EXERCISE DETAILS
Make an exact copy of all the entries, with the pictures left out.

DATA FOR THIS TASK
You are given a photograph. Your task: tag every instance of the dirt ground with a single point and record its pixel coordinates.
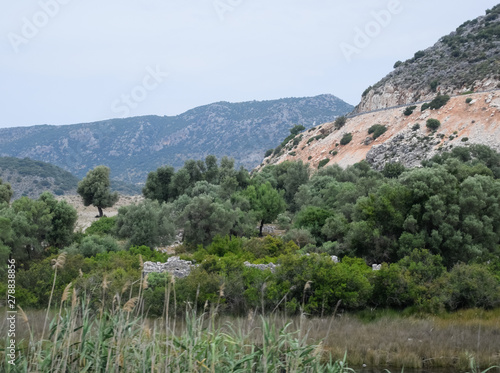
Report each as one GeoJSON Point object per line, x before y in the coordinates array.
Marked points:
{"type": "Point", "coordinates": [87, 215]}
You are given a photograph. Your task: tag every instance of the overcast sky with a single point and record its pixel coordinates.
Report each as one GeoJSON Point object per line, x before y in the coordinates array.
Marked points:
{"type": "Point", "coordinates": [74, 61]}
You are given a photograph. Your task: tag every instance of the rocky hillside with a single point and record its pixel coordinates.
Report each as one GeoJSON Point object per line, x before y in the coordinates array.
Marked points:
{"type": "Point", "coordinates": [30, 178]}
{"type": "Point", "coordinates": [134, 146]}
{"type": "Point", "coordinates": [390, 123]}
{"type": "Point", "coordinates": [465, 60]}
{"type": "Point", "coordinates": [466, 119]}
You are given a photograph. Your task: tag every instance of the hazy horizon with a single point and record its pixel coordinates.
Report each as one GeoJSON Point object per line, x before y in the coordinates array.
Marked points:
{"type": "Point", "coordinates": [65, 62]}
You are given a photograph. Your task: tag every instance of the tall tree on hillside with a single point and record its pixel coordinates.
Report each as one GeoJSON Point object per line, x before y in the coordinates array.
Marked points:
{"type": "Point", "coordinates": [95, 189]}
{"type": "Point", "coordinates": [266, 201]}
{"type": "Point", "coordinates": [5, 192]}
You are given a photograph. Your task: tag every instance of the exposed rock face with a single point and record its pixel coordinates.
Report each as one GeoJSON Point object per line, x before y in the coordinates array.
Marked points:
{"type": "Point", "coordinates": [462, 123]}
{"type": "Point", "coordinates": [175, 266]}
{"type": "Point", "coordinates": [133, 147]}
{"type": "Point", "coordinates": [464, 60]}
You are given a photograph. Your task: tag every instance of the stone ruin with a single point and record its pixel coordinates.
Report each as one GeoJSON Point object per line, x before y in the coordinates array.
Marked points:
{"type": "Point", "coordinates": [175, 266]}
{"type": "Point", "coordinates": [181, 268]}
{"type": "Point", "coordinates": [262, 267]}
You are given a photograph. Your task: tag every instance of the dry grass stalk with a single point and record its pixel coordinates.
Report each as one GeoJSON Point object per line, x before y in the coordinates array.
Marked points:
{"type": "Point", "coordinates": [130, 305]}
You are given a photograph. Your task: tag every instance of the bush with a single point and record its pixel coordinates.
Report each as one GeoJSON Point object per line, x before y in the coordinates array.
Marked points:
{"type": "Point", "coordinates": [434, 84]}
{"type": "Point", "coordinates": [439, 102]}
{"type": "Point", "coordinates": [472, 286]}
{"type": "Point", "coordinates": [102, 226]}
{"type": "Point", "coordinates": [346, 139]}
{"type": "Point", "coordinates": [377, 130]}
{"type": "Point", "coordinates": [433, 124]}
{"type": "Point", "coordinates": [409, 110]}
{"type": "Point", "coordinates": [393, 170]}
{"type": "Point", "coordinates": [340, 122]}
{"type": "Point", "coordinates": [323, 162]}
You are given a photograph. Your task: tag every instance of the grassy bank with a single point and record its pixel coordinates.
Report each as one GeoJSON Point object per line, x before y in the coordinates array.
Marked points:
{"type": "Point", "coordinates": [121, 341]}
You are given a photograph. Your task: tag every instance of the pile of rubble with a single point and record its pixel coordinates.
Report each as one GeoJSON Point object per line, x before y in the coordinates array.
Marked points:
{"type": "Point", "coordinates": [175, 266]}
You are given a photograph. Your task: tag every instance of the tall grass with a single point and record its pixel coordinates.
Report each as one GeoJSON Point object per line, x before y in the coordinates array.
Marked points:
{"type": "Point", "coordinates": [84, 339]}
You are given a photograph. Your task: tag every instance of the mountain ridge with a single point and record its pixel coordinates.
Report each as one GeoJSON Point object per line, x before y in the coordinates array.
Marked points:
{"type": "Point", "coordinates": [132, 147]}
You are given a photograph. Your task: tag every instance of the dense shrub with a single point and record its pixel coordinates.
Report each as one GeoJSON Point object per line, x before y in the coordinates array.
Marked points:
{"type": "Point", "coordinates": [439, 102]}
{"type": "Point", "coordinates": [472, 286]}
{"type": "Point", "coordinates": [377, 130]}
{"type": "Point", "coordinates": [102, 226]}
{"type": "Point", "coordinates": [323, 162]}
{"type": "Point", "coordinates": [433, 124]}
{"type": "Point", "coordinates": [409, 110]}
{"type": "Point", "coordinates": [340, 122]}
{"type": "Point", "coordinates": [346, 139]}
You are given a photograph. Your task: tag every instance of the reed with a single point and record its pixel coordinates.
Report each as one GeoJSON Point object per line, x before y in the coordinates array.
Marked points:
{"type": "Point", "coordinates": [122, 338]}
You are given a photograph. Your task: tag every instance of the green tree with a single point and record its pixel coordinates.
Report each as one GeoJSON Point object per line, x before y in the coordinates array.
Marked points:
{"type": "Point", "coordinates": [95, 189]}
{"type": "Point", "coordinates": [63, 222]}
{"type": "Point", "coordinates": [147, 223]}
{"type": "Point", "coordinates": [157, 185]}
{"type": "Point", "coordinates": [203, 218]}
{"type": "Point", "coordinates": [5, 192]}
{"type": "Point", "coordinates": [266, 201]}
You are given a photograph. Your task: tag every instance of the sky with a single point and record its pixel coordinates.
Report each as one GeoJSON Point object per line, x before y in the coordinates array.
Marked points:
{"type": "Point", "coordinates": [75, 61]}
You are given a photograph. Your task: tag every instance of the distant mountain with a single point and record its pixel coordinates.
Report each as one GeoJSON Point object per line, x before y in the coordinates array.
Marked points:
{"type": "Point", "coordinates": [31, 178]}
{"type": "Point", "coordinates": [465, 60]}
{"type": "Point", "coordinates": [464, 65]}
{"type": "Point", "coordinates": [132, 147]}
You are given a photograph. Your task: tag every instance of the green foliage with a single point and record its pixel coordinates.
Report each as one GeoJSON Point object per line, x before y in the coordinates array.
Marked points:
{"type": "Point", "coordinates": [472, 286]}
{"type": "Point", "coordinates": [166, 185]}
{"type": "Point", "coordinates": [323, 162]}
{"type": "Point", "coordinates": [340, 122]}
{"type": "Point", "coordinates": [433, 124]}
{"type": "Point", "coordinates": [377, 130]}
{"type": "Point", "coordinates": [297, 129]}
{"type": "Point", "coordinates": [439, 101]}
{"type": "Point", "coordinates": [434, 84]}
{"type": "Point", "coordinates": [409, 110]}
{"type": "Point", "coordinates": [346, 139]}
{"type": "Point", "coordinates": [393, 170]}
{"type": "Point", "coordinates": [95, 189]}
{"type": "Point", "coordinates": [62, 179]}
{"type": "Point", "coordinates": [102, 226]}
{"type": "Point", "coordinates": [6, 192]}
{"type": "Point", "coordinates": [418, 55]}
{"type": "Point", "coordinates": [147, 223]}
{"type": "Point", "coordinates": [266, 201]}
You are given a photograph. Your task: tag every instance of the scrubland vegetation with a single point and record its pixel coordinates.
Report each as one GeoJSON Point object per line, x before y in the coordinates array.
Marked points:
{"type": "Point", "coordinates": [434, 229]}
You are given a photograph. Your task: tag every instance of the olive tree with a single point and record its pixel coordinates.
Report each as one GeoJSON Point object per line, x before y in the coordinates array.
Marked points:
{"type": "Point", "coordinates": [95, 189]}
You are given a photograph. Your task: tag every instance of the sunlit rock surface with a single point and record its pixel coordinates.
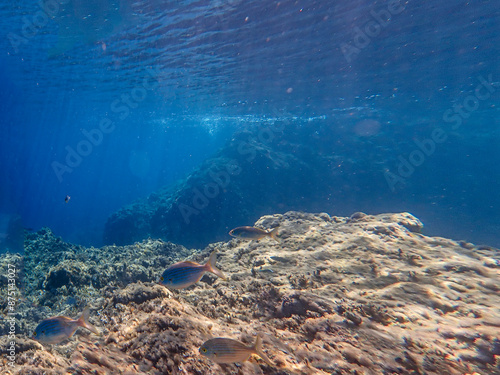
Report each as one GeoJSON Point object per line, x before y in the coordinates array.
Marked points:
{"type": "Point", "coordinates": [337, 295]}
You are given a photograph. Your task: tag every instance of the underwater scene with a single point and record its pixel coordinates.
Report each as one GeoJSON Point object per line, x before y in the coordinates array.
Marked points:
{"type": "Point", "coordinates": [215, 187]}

ANSWER TO THIS EXERCISE
You are given a photograph. Your task: tag every instance of the dirt ground with a single point and record its pixel coordinates.
Report each as one GeoJSON Point object per line, x before y in the coordinates array.
Marked points:
{"type": "Point", "coordinates": [87, 215]}
You are given a photograph. Your task: tag every instance of the overcast sky with a single point and record its pixel coordinates.
Report each as one GeoJSON Point object per line, x before y in the coordinates array.
Marked points:
{"type": "Point", "coordinates": [74, 61]}
You are given a photograph. Your task: tag every instance of the rocky hillside with a single point and record its pixel coordinates.
Report each as one GeoJSON Point object per line, x before y in the coordinates array.
Marked points:
{"type": "Point", "coordinates": [30, 178]}
{"type": "Point", "coordinates": [134, 146]}
{"type": "Point", "coordinates": [390, 123]}
{"type": "Point", "coordinates": [465, 60]}
{"type": "Point", "coordinates": [466, 119]}
You are given a photograph. Your task: tag every instance of the hazy horizon with a single point and record its pixel coordinates.
Report each as one GeoJSON Point object per line, x before y in the coordinates array.
Marked points:
{"type": "Point", "coordinates": [65, 62]}
You are given a photograph. Your task: tag every instance of the tall tree on hillside with a single point and record its pixel coordinates.
Report each as one GeoJSON Point object per line, x before y in the coordinates array.
Marked points:
{"type": "Point", "coordinates": [95, 189]}
{"type": "Point", "coordinates": [266, 201]}
{"type": "Point", "coordinates": [5, 192]}
You are given a photograph. Your task: tag every instance of the exposed rock face with a single point and record its pixel coordinates.
Report each as one GeoJSON Point object per line, x before y in the coordinates array.
Marked points:
{"type": "Point", "coordinates": [462, 123]}
{"type": "Point", "coordinates": [175, 266]}
{"type": "Point", "coordinates": [133, 147]}
{"type": "Point", "coordinates": [464, 60]}
You are given a photograph. Your task: tag every instance of the stone ruin with a single point and record its pixel coordinates.
Report each as one GeoJSON Point object per line, x before y in the coordinates array.
Marked points:
{"type": "Point", "coordinates": [175, 266]}
{"type": "Point", "coordinates": [181, 268]}
{"type": "Point", "coordinates": [262, 267]}
You are given a photograph. Your task: tag every instance of the dry grass stalk with a single point and record its pixel coordinates.
Report each as one GeoJSON Point object per line, x before y in the coordinates array.
Marked points:
{"type": "Point", "coordinates": [130, 305]}
You are given a photograph. Your task: tag every instance of the bush with a single point and record its pixel coordinates.
Report each as one GeoJSON Point object per line, x before y in the coordinates array.
Marked points:
{"type": "Point", "coordinates": [434, 84]}
{"type": "Point", "coordinates": [439, 102]}
{"type": "Point", "coordinates": [472, 286]}
{"type": "Point", "coordinates": [102, 226]}
{"type": "Point", "coordinates": [346, 139]}
{"type": "Point", "coordinates": [377, 130]}
{"type": "Point", "coordinates": [433, 124]}
{"type": "Point", "coordinates": [409, 110]}
{"type": "Point", "coordinates": [393, 170]}
{"type": "Point", "coordinates": [340, 122]}
{"type": "Point", "coordinates": [323, 162]}
You are given a photograph. Your task: tag every instance of the grassy bank with a single point and record its pixel coordinates.
Report each as one GeoJSON Point object per line, x before y in the coordinates array.
Marked points:
{"type": "Point", "coordinates": [121, 341]}
You are given a photograph. Your task: tag every instance of the pile of rubble with a single point and record its pixel coordinates.
Report each as one GeoJSON Point object per line, x before y in the coordinates array.
Marked points:
{"type": "Point", "coordinates": [175, 266]}
You are given a photograph. Your task: tag every instance of the tall grass with a single point and record its pixel coordinates.
Report each as one GeoJSON Point object per line, x before y in the coordinates array.
Marked points:
{"type": "Point", "coordinates": [84, 339]}
You are given a photograph. Your task: tag every instance of the mountain ridge with a single point and record its pixel coordinates.
Report each as one GeoJSON Point object per line, x before y in the coordinates array.
Marked points:
{"type": "Point", "coordinates": [132, 147]}
You are given a photograph. Your task: tag every instance of the dense shrub with a single point and record its pixel coordinates.
Report each as one GeoJSON Point object per line, x before y in the coordinates array.
Marked points:
{"type": "Point", "coordinates": [439, 102]}
{"type": "Point", "coordinates": [472, 286]}
{"type": "Point", "coordinates": [377, 130]}
{"type": "Point", "coordinates": [102, 226]}
{"type": "Point", "coordinates": [323, 162]}
{"type": "Point", "coordinates": [433, 124]}
{"type": "Point", "coordinates": [409, 110]}
{"type": "Point", "coordinates": [340, 122]}
{"type": "Point", "coordinates": [346, 139]}
You are given a photograph. Your task: tag every instance of the reed with a single point and record its pixel coordinates.
Report each as one GeoJSON Point object per line, x before y in the coordinates array.
Marked points:
{"type": "Point", "coordinates": [122, 338]}
You are given a photograph. Your task: tag every instance of the green tree with a single point and record its pixel coordinates.
Report each as one GeoJSON Point object per line, x before y in the coordinates array.
Marked points:
{"type": "Point", "coordinates": [95, 189]}
{"type": "Point", "coordinates": [63, 222]}
{"type": "Point", "coordinates": [147, 223]}
{"type": "Point", "coordinates": [157, 185]}
{"type": "Point", "coordinates": [203, 218]}
{"type": "Point", "coordinates": [5, 192]}
{"type": "Point", "coordinates": [266, 201]}
You are given a photograph. Your task: tag every instance of the sky with a single point and record its pixel coordinates.
Report each as one GeoJSON Point object per line, x before y in the coordinates array.
Marked points:
{"type": "Point", "coordinates": [75, 61]}
You are given a photograph. Your task: tag every instance of the distant mountain with a single point and record its pixel coordinates.
Report each as one GeoJSON Point object per line, x before y in the coordinates array.
Marked points:
{"type": "Point", "coordinates": [31, 178]}
{"type": "Point", "coordinates": [465, 60]}
{"type": "Point", "coordinates": [464, 65]}
{"type": "Point", "coordinates": [132, 147]}
You are given a photograph. Your task: tag every instance of the green foliage with a single point and record its pixel coordinates.
Report each as one GeoJSON Point object per line, x before y in the coordinates array.
Marked points:
{"type": "Point", "coordinates": [472, 286]}
{"type": "Point", "coordinates": [166, 185]}
{"type": "Point", "coordinates": [323, 162]}
{"type": "Point", "coordinates": [340, 122]}
{"type": "Point", "coordinates": [433, 124]}
{"type": "Point", "coordinates": [377, 130]}
{"type": "Point", "coordinates": [297, 129]}
{"type": "Point", "coordinates": [439, 101]}
{"type": "Point", "coordinates": [434, 84]}
{"type": "Point", "coordinates": [409, 110]}
{"type": "Point", "coordinates": [346, 139]}
{"type": "Point", "coordinates": [393, 170]}
{"type": "Point", "coordinates": [95, 189]}
{"type": "Point", "coordinates": [62, 179]}
{"type": "Point", "coordinates": [102, 226]}
{"type": "Point", "coordinates": [6, 192]}
{"type": "Point", "coordinates": [418, 55]}
{"type": "Point", "coordinates": [147, 223]}
{"type": "Point", "coordinates": [266, 201]}
You are given a photograph. Your task: tag every instance of the scrubland vegetation with a single point and record its pixel coordinates.
Report each as one GeoJSON Point object per line, x before y in the coordinates array.
Marked points:
{"type": "Point", "coordinates": [434, 229]}
You are given a photograph. Your task: tag every instance of the olive tree with a single point and record its pixel coordinates.
Report each as one GeoJSON Point object per line, x before y in the coordinates array.
Marked points:
{"type": "Point", "coordinates": [95, 189]}
You are given a photograph. Your task: tag every instance of the sunlit rock surface with a single point and record its pixel coordinates.
Report each as one GeoJSON Point object per line, x before y in the coordinates array.
Marked points:
{"type": "Point", "coordinates": [337, 295]}
You are given a photograph. Your task: tag every instance of the underwater scene with a single point and record its pixel coordinates.
Report each as one GeoJSON Point object per line, x before y in the coordinates array.
Marked points:
{"type": "Point", "coordinates": [215, 187]}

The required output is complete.